== WORK REQUIRED ==
In the listing below, find each line holding "window" and copy it.
-=-=-
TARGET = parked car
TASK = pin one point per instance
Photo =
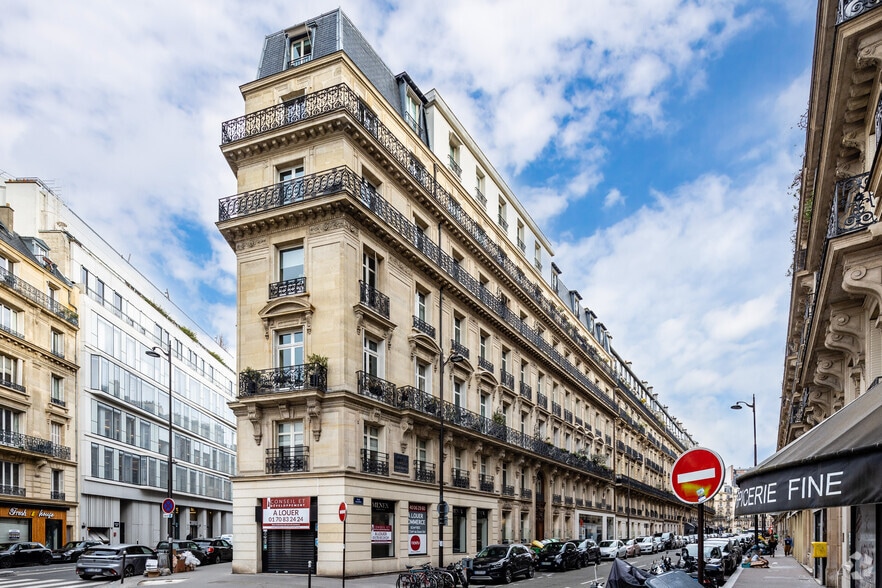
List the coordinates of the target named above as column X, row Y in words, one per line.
column 216, row 549
column 185, row 545
column 502, row 563
column 107, row 561
column 559, row 555
column 647, row 544
column 72, row 550
column 612, row 548
column 632, row 547
column 589, row 551
column 24, row 553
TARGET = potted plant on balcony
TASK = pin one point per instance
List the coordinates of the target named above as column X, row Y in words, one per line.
column 316, row 370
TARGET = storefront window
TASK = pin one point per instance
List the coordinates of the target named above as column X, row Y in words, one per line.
column 382, row 528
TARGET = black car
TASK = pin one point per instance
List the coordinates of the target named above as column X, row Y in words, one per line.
column 72, row 550
column 114, row 561
column 559, row 555
column 185, row 545
column 23, row 553
column 589, row 551
column 502, row 562
column 216, row 549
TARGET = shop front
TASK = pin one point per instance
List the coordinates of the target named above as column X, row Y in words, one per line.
column 20, row 522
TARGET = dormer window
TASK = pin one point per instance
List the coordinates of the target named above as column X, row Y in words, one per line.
column 300, row 51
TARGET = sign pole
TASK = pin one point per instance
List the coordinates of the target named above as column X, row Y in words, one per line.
column 701, row 544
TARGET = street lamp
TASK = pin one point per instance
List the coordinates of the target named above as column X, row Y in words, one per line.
column 159, row 352
column 752, row 407
column 442, row 506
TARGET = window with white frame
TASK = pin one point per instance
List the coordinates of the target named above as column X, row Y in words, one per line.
column 290, row 263
column 10, row 320
column 373, row 356
column 289, row 348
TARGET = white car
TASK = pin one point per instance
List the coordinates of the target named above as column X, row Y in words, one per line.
column 612, row 548
column 647, row 544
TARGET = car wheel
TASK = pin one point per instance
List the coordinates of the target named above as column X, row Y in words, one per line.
column 507, row 577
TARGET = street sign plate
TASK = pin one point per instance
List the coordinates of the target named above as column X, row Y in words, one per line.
column 697, row 475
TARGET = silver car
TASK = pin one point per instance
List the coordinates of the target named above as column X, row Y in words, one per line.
column 111, row 561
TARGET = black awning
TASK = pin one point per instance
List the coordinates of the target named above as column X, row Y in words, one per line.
column 836, row 463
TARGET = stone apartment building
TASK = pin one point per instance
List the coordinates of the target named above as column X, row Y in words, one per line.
column 407, row 348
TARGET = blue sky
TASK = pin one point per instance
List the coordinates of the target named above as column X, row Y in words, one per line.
column 652, row 140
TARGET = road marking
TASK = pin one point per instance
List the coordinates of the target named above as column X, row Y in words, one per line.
column 698, row 475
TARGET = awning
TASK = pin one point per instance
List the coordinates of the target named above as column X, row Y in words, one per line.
column 836, row 463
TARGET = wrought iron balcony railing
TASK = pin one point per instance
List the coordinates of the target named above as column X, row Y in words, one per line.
column 287, row 288
column 35, row 444
column 373, row 299
column 306, row 376
column 424, row 327
column 15, row 283
column 341, row 97
column 459, row 348
column 280, row 460
column 424, row 471
column 374, row 462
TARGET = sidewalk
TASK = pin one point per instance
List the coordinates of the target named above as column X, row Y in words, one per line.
column 783, row 572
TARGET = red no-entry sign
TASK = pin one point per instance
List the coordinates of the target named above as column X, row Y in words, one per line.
column 697, row 475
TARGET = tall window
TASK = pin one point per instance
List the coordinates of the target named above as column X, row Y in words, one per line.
column 373, row 356
column 369, row 269
column 289, row 348
column 56, row 391
column 290, row 264
column 8, row 369
column 10, row 319
column 422, row 377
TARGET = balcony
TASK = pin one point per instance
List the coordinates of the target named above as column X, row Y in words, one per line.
column 307, row 376
column 287, row 288
column 454, row 166
column 460, row 478
column 34, row 295
column 34, row 444
column 373, row 299
column 12, row 490
column 374, row 462
column 424, row 471
column 424, row 327
column 283, row 460
column 458, row 348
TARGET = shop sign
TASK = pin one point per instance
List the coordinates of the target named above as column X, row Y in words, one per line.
column 286, row 513
column 417, row 527
column 381, row 533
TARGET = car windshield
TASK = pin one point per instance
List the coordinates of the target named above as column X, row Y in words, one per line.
column 493, row 551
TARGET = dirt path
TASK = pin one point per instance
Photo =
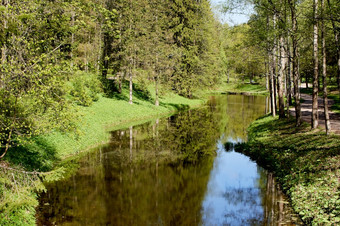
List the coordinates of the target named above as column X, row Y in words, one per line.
column 306, row 111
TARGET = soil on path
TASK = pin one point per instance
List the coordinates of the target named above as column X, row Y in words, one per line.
column 306, row 112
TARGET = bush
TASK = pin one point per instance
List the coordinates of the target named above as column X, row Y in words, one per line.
column 84, row 88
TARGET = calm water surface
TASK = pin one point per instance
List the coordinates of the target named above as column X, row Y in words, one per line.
column 180, row 170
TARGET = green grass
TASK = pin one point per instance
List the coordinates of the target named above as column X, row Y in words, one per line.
column 334, row 95
column 305, row 162
column 18, row 197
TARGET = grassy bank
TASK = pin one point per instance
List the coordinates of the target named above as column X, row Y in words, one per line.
column 236, row 86
column 333, row 95
column 305, row 162
column 18, row 186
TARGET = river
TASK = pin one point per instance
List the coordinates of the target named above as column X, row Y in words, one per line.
column 180, row 170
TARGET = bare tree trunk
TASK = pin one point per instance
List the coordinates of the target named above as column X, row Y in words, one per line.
column 272, row 88
column 281, row 78
column 315, row 113
column 295, row 62
column 274, row 66
column 336, row 37
column 4, row 47
column 72, row 39
column 130, row 87
column 324, row 70
column 156, row 89
column 288, row 77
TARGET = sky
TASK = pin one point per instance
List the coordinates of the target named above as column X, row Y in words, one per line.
column 230, row 18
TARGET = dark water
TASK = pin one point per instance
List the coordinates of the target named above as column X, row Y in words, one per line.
column 180, row 170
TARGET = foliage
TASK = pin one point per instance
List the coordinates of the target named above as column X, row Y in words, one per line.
column 17, row 197
column 85, row 88
column 305, row 163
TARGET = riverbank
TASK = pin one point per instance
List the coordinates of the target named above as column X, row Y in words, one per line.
column 305, row 162
column 43, row 153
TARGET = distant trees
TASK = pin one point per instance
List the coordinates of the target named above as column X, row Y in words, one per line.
column 52, row 52
column 288, row 32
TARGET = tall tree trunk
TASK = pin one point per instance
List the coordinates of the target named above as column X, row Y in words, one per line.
column 315, row 114
column 130, row 86
column 271, row 69
column 336, row 37
column 156, row 89
column 274, row 66
column 296, row 76
column 272, row 86
column 324, row 70
column 281, row 78
column 72, row 39
column 4, row 47
column 288, row 77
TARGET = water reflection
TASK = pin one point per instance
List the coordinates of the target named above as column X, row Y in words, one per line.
column 172, row 171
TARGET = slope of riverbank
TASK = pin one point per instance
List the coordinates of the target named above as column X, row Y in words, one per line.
column 18, row 186
column 305, row 162
column 18, row 180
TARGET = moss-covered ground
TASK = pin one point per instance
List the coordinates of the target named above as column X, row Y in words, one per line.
column 306, row 163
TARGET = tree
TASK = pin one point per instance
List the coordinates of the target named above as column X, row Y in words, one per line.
column 315, row 114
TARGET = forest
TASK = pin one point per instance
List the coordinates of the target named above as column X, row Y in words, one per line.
column 59, row 56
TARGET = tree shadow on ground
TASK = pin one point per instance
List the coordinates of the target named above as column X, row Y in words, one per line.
column 177, row 107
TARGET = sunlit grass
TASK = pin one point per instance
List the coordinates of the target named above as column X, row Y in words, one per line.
column 237, row 86
column 306, row 163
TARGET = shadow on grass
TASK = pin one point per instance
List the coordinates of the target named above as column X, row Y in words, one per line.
column 281, row 147
column 37, row 155
column 177, row 107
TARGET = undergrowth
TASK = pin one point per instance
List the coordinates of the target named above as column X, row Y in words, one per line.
column 96, row 116
column 306, row 163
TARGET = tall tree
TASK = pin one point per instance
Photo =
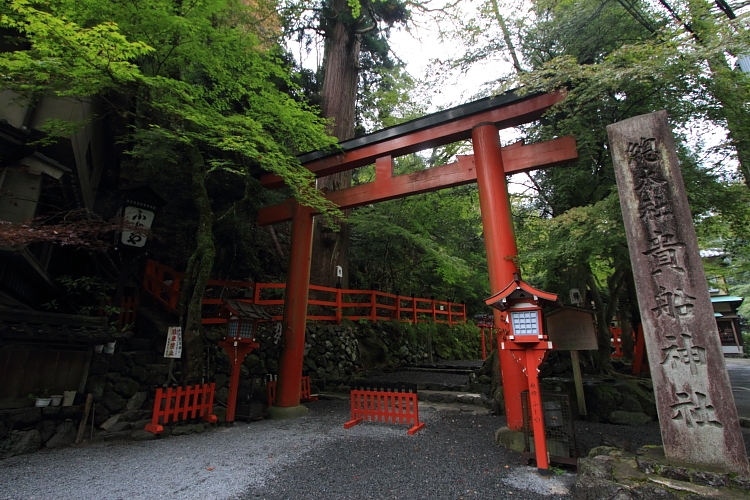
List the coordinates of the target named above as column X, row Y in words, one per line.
column 203, row 96
column 355, row 41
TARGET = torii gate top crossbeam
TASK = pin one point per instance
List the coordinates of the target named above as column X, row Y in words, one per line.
column 445, row 127
column 434, row 130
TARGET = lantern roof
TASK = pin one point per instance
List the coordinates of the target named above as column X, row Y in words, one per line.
column 519, row 289
column 243, row 310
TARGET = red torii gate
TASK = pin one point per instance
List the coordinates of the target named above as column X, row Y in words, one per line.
column 479, row 121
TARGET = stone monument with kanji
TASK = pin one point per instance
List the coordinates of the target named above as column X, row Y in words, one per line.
column 697, row 413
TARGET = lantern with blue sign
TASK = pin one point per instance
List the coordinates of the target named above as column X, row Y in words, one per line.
column 521, row 305
column 242, row 322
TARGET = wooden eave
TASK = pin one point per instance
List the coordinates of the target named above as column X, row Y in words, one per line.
column 544, row 298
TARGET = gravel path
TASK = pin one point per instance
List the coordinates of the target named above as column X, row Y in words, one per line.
column 311, row 457
column 454, row 457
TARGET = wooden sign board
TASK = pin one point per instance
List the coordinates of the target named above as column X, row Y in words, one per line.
column 571, row 329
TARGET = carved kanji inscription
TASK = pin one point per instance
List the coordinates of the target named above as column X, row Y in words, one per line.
column 697, row 415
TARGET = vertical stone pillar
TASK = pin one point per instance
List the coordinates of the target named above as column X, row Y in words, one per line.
column 295, row 317
column 697, row 414
column 500, row 240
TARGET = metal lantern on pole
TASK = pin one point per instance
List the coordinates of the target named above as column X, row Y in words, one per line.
column 522, row 307
column 242, row 323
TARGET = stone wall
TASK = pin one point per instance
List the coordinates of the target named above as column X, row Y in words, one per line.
column 123, row 384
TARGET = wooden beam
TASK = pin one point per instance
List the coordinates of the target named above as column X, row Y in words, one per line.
column 510, row 115
column 516, row 158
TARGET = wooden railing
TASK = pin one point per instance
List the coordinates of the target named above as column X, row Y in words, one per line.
column 163, row 284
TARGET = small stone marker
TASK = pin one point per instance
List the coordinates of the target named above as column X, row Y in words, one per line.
column 697, row 414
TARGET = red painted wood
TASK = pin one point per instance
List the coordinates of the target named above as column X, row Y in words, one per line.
column 616, row 342
column 509, row 116
column 639, row 351
column 500, row 240
column 305, row 391
column 455, row 313
column 518, row 158
column 295, row 309
column 385, row 406
column 534, row 358
column 237, row 354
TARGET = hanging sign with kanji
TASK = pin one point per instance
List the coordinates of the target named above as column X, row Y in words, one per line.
column 136, row 218
column 173, row 349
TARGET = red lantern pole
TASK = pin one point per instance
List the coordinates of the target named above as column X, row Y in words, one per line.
column 530, row 357
column 295, row 317
column 500, row 240
column 237, row 350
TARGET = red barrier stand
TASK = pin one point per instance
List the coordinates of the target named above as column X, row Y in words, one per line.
column 181, row 403
column 385, row 406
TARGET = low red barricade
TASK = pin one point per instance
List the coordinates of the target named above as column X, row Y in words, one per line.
column 381, row 403
column 181, row 403
column 304, row 396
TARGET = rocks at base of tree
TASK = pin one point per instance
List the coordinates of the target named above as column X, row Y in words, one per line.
column 113, row 401
column 99, row 367
column 121, row 426
column 95, row 386
column 117, row 436
column 140, row 374
column 610, row 472
column 620, row 417
column 23, row 417
column 140, row 424
column 118, row 363
column 73, row 412
column 110, row 422
column 64, row 436
column 141, row 435
column 99, row 414
column 136, row 401
column 47, row 429
column 127, row 387
column 21, row 442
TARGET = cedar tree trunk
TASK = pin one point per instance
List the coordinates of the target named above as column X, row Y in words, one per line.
column 339, row 93
column 197, row 274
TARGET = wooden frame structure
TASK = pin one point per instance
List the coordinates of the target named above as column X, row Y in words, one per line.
column 479, row 121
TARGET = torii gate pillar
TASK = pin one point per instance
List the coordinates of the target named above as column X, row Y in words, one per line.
column 287, row 404
column 502, row 252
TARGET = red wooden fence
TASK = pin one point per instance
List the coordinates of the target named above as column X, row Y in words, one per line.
column 164, row 283
column 181, row 403
column 385, row 406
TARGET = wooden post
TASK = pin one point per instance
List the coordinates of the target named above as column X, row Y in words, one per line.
column 502, row 252
column 295, row 314
column 84, row 418
column 697, row 414
column 578, row 380
column 339, row 309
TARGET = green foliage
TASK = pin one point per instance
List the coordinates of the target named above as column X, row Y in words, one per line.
column 426, row 245
column 192, row 75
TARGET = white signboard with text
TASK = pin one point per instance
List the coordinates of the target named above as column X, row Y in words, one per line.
column 140, row 218
column 173, row 349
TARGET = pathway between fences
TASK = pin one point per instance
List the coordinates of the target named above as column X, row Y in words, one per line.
column 164, row 285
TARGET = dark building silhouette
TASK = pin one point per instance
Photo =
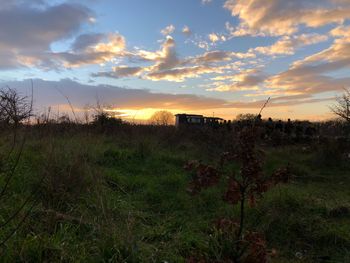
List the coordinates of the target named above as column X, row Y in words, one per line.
column 199, row 120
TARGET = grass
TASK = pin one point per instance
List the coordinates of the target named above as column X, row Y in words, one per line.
column 121, row 197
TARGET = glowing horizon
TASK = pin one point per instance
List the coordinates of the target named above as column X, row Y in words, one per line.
column 221, row 56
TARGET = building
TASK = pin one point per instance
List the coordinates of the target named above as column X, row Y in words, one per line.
column 198, row 120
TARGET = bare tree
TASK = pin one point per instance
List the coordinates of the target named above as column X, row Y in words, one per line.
column 342, row 106
column 162, row 118
column 14, row 108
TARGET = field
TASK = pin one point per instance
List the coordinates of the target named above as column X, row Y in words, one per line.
column 120, row 196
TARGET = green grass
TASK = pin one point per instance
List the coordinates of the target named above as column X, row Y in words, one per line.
column 122, row 198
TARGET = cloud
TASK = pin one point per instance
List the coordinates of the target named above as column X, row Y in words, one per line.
-=-=-
== RESULT BELOW ==
TARGET = storefront window
TARGET = dormer window
TARGET = window with white frame
TARGET = tall window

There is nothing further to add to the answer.